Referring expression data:
------
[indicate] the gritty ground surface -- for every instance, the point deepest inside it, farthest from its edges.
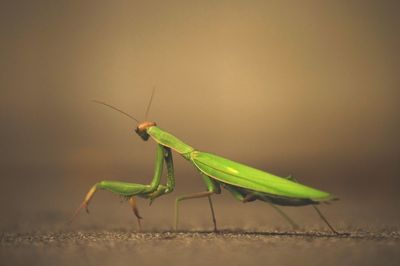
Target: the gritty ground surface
(33, 230)
(122, 247)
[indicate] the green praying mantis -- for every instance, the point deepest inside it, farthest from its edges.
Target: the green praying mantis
(245, 183)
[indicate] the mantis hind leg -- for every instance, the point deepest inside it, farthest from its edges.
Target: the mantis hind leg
(248, 197)
(292, 178)
(212, 187)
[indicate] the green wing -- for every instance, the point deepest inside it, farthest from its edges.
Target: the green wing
(241, 175)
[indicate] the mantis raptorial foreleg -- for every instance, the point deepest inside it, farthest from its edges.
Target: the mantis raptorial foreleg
(135, 210)
(212, 187)
(128, 189)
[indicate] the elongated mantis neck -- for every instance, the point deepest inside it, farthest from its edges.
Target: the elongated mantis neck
(167, 139)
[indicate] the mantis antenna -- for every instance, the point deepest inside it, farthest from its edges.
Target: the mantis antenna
(116, 109)
(149, 104)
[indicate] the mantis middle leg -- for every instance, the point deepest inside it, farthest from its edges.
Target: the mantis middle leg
(212, 187)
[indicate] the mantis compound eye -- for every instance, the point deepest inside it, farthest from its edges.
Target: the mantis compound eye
(142, 134)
------
**WORK INSTRUCTION:**
How many lines in the entries contain the string "from"? Give the number only.

**ANSWER BELOW:**
9